Data records

#####

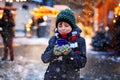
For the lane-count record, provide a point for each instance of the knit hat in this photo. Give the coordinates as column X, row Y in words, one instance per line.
column 67, row 16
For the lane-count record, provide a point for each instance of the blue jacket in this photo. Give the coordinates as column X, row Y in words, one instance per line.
column 65, row 67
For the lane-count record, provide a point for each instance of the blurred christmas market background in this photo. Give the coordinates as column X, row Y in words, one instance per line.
column 98, row 19
column 35, row 23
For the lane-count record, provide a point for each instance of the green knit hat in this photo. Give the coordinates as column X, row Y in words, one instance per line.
column 67, row 16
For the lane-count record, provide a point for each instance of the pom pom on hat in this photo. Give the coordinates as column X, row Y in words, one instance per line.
column 67, row 16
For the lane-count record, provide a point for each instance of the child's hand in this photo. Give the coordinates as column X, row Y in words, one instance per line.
column 57, row 51
column 65, row 49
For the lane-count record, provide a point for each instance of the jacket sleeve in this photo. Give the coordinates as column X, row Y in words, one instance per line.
column 78, row 60
column 48, row 55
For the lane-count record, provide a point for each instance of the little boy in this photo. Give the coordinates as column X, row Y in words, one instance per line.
column 66, row 52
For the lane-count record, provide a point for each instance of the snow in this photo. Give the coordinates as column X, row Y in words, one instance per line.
column 21, row 69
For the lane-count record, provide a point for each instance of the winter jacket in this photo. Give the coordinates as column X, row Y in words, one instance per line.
column 65, row 67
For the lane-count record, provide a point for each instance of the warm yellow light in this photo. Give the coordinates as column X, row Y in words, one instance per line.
column 114, row 21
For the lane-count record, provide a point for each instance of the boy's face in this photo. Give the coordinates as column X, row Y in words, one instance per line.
column 64, row 28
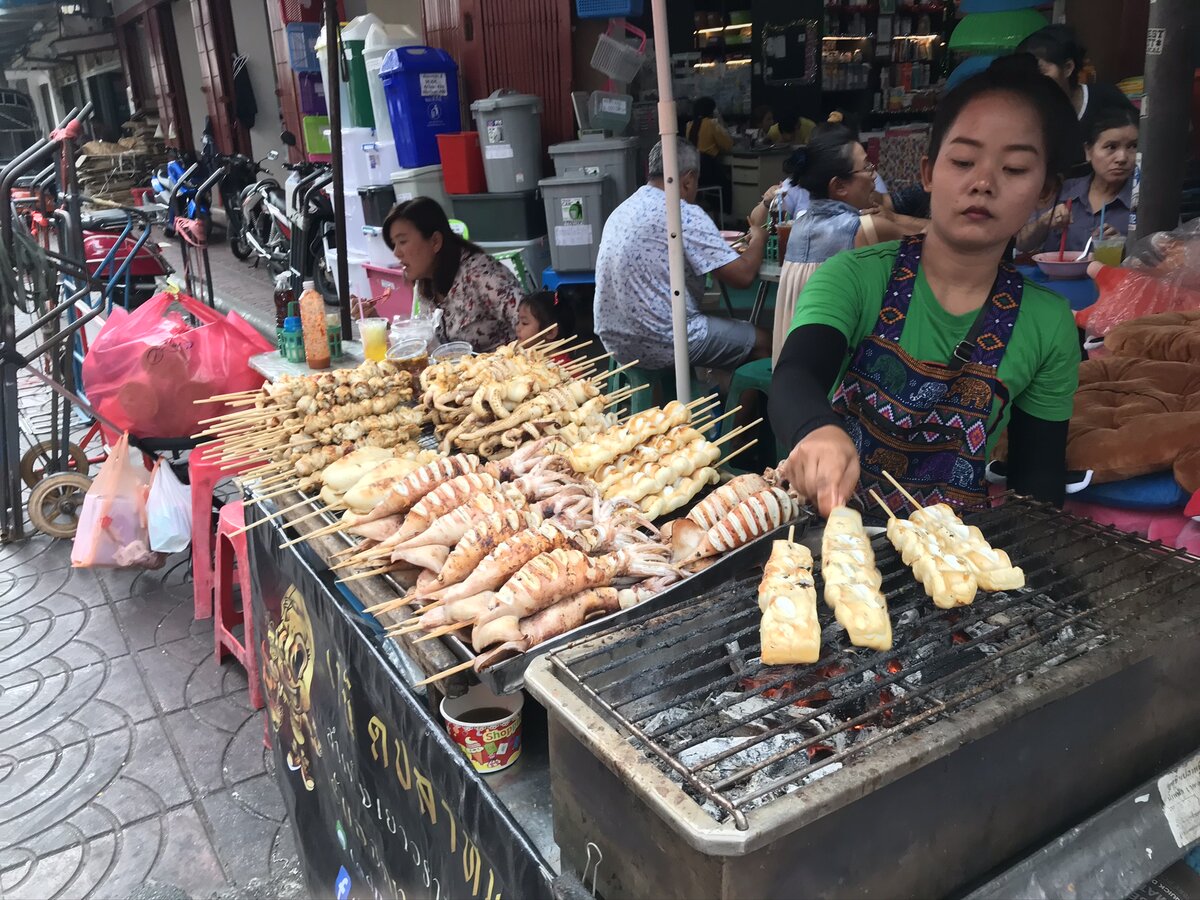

#####

> Problem details
All of the records above should be reproduced exactly, with the pictures left out.

> Written solution
For the lane-count record, provide a point for each instance of the knit hat in this photo. Give the coordinates as column X, row Y in words, one instance per line.
column 67, row 16
For the lane-count record, provide a point for each instance of the blue jacket in this photo. Give the coordinates as column X, row Y in words, one instance per line.
column 65, row 67
For the lane-count record, provide a point for each instance of the blurred christmas market background in this photo. Give the coordinates as column X, row Y in words, one instance per line.
column 98, row 19
column 35, row 23
For the lane-count record, provide a point for each instance of the green knit hat in this photo. Give the coordinates as column X, row Y in words, one instance per line.
column 67, row 16
For the lane-count record, provide a point for each instance of the pom pom on hat in this photo. Give the coordinates as column X, row Y in words, one instance per line.
column 67, row 16
For the lane-count record, provide a point for each instance of the child's hand in this photo. Give the coordinates as column X, row Y in words, one instance per line.
column 57, row 51
column 65, row 49
For the lane-count record, provide a point for each instance of the jacket sleeve in this photo. Give the coordinates as column X, row Y in words, one instance per line.
column 78, row 60
column 48, row 55
For the lane-count record, provide a point for each instance of the little boy in this photo. Give the coordinates as column X, row Y in words, one instance per line.
column 66, row 52
For the lane-count record, provide a point for each instance of the snow in this photo. Give the coordinates as column X, row Y in words, one instance per line.
column 21, row 69
For the lane-count record, provide a point for each instance of the winter jacket in this photo. Give the coordinates as column X, row Y in words, one instance per line.
column 65, row 67
For the lane-count record, provide a point for each instance of the warm yellow light in this photo. Give the coordinates as column X, row Y in words, one instance per line.
column 114, row 21
For the lane-count record, provide a point for each instance of the boy's face in this photo. Give the coordinates as column X, row Y in words, one instance per line.
column 64, row 28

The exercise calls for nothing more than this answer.